* [WORK INSTRUCTIONS]: Your answer should reproduce the full set of records exactly as given.

* [SUPPLIED MATERIAL]:

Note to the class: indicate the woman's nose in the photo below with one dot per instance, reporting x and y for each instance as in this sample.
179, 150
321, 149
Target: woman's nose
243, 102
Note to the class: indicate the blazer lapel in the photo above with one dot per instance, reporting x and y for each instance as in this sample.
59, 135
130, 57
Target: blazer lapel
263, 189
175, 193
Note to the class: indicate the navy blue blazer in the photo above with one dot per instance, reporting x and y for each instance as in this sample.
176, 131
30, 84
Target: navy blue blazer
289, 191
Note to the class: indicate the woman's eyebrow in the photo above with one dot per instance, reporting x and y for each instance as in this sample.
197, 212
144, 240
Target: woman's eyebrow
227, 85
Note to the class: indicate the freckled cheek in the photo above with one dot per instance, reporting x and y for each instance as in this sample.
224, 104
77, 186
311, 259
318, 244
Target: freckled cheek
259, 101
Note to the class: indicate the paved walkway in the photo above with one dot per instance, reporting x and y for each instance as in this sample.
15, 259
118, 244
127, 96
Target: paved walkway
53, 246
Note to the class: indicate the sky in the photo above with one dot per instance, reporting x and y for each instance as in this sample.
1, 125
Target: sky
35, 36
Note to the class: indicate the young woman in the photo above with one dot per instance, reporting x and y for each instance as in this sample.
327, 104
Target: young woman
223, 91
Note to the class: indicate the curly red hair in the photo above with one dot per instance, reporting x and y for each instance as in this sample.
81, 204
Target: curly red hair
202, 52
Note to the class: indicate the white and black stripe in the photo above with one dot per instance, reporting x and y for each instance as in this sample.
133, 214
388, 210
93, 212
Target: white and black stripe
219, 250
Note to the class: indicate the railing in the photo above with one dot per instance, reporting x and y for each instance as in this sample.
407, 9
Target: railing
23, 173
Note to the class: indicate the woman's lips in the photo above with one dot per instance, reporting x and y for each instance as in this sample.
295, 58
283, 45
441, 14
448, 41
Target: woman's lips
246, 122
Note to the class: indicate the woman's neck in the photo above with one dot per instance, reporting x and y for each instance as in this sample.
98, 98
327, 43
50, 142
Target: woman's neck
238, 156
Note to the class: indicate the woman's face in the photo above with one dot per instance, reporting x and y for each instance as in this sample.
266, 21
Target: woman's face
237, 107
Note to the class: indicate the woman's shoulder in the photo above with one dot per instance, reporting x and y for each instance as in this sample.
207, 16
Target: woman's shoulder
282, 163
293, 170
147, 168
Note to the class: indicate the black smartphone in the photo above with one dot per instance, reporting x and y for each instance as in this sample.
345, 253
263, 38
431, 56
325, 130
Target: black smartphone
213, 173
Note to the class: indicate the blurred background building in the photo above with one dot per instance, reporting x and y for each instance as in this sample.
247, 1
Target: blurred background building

* [YOUR SOLUTION]:
Note to the class: indicate the woman's nose in the photo below with one dot per instance, reporting x and y for each instance as in this sample.
179, 150
321, 149
Target: woman's nose
243, 102
Note to the class: indicate the blazer lapel in the photo above with one dot per instance, reporting x and y for each instance as in this sample.
59, 135
130, 57
Target: blazer lapel
263, 189
175, 193
Note to the class: indicate the navy blue blazer in the photo above with one dot per instance, reporting x and y for each instance as in this sample.
176, 131
30, 84
Target: navy blue blazer
289, 191
Note to the class: indicate the woman's eyebrow in the photo above with one dot per instance, reporting x and y for each instance as in this sample.
197, 212
144, 240
Target: woman's eyebrow
227, 85
Note to the class: indicate the freckled cheek in the photo above with one dot per instance, reporting x and y for each instance as in this sample.
224, 104
77, 186
311, 259
318, 244
Target: freckled cheek
259, 101
Note to the class: indicate the paved walkway in the photo above with one dot per instance, reporting x and y for each instance as in this sample.
15, 259
118, 244
127, 96
Target: paved walkway
53, 246
Note to the class: indicate the sky in the photo above with one dot per instance, reporting x and y for each instance as in this sample.
1, 125
Target: sky
35, 36
Note to the class: indicate the young woman in the photo above with one dot per instance, reporting x and y for each instance as in this sample.
327, 104
Target: young woman
223, 91
Note to the class: indicate the curly red hair in the photo above with one dot per instance, reporting x and y for each instance as in this sample.
81, 204
Target: curly red hair
202, 52
Note to the class: indicate the white and black stripe in the photo above with one dot per instance, reporting x and y for each instance as in this sample.
133, 214
388, 210
93, 212
Target: white and black stripe
219, 250
Note to the class: indicate the railing in the photo above with one dot per instance, reporting x and y for each instance as in this sample.
407, 9
Target: railing
23, 173
Note to the class: indicate the woman's lips in the photo above with one dot per instance, reporting x and y for each instance as in this sample.
295, 58
283, 45
441, 14
448, 41
Target: woman's lips
246, 122
Note to the class: indicate the woman's neck in the photo above with one dot per instance, reporting x and y for each instance as in this sample.
98, 98
327, 43
50, 142
Target: woman's neck
238, 156
Note to the class: indicate the woman's face in the photo above with one dot per instance, reporting x and y for each instance as in this sample.
266, 21
Target: woman's face
237, 107
Note to the class: indicate the woman's shoulder in the photo above with one dot per instance, reporting x and y for each instance as in this sample.
207, 16
Target: woman's shoulder
282, 163
293, 170
147, 168
Note to the class: indicate the black smartphone in the photo above with one dot per instance, reporting x and y for each instance as in this sample.
345, 253
263, 38
431, 56
325, 130
Target: black smartphone
213, 173
Note to the class: indicate the blurred background building in the photo above with one dot per instance, reporting x and y for each instance as in this sample.
247, 1
Target: blurred background building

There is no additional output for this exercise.